> Activity:
Copy the stretch of the pain scale instructions from "Have the patient" through "their pain intensity." word for word.

> Given passage:

Starting with the NUMERIC PAIN SCALE

It is important to recognize that this is an 11-point scale (0-10 not 1-10).

Ask the patient if they would recognize:

  • if the discomfort were completely gone (“rating of 0”) 
  • or the worst they or anybody else could possibly experience (“10”)

Have the patient rate the intensity of their pain/discomfort “right now” verbally with a number or by pointing to the number that represents their pain intensity.

Once the patient understands this scale, follow-up questions may be asked without the visual aid:
“On a scale of 0 to 10, how much pain (or discomfort) are you experiencing now?”

Verbal Descriptor Scale

If that is not easy and meaningful, use the Verbal Descriptor Scale.

Determine if discomfort is “None” (chart 0) or the worst possible (chart 10).

Ask if the discomfort or pain is mild, moderate, severe, or extreme.

> Information given:

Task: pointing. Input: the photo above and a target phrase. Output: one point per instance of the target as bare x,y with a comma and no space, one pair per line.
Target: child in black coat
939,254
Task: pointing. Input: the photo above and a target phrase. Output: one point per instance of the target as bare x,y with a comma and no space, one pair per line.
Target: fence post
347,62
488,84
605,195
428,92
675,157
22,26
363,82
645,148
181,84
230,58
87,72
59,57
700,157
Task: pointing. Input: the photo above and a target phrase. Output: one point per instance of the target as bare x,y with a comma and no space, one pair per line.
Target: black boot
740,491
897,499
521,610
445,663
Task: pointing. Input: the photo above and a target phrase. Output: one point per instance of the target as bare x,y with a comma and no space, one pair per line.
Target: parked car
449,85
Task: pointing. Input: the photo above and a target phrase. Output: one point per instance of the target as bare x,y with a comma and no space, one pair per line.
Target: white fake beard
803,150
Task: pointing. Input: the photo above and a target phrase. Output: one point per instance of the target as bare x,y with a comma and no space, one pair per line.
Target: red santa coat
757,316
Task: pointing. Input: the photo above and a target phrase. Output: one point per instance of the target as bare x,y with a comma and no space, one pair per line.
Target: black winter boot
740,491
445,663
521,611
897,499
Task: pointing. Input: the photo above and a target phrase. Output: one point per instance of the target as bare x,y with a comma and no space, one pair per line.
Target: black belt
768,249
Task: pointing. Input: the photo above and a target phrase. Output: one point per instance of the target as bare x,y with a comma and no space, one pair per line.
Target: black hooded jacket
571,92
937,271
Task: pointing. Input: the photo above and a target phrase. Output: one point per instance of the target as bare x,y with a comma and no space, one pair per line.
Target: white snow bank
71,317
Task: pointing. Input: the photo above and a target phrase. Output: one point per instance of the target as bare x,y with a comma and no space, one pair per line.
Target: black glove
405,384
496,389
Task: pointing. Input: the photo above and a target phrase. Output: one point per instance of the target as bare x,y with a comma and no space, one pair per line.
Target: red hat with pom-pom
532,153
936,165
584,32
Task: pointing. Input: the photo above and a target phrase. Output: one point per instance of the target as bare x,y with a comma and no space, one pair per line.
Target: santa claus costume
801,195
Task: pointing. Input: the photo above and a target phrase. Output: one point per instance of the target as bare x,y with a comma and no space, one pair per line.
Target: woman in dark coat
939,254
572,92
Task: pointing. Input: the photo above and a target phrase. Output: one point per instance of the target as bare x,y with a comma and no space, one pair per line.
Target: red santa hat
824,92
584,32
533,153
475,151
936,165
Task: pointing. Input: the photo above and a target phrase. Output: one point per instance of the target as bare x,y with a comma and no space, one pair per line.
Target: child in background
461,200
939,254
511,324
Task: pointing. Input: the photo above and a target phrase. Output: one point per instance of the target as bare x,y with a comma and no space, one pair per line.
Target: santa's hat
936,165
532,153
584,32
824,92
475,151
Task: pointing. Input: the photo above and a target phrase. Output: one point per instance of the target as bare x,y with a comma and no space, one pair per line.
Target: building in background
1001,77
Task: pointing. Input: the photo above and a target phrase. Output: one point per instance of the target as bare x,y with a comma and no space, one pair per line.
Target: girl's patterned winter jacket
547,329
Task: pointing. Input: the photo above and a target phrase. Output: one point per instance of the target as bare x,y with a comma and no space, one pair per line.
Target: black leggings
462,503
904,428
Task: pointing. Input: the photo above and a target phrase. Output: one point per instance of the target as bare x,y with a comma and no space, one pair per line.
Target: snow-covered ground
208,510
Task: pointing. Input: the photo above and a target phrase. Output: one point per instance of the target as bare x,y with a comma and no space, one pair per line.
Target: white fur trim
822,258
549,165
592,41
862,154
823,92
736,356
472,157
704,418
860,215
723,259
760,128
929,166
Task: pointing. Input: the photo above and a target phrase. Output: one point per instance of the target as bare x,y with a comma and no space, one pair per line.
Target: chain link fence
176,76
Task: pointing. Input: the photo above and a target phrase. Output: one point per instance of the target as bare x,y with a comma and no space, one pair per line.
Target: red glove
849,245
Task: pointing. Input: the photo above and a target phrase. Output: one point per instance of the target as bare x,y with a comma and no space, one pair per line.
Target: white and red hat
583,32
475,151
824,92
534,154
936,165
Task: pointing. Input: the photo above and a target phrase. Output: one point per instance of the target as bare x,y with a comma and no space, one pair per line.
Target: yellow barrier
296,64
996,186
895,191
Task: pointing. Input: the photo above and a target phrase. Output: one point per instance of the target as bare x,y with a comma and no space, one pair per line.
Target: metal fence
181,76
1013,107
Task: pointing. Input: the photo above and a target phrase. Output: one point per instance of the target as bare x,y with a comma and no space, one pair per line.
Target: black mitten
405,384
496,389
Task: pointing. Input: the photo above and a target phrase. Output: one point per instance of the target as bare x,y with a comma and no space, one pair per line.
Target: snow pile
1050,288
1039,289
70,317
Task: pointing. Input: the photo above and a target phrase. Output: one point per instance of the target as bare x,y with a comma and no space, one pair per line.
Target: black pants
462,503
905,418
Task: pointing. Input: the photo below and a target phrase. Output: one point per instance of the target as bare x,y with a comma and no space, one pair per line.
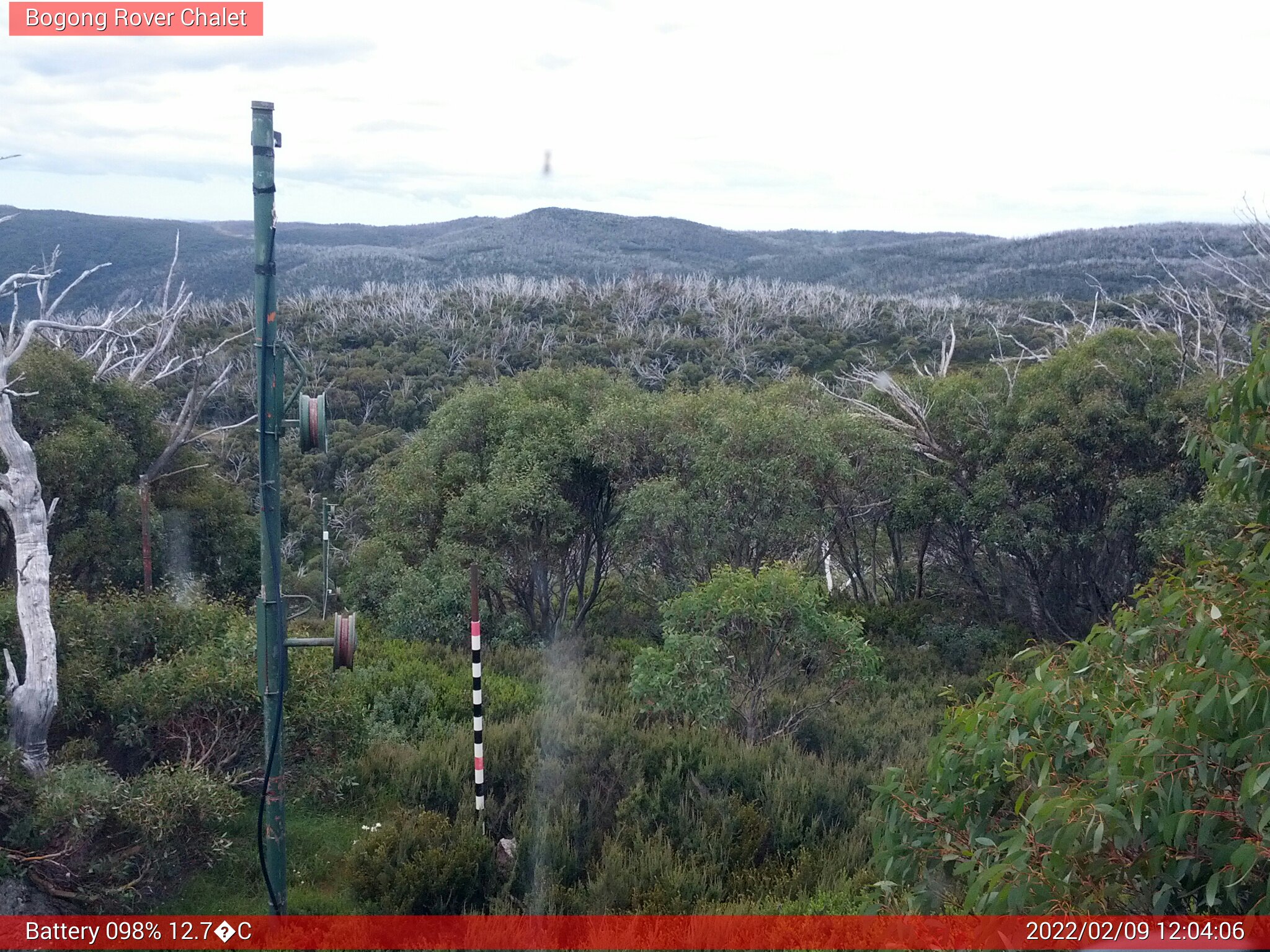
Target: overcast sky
1010,120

> Result:
Have the patient rate the intensity of their pain/discomfort “right now” verbally with a number or by pointing to the number that represents their pain intensity.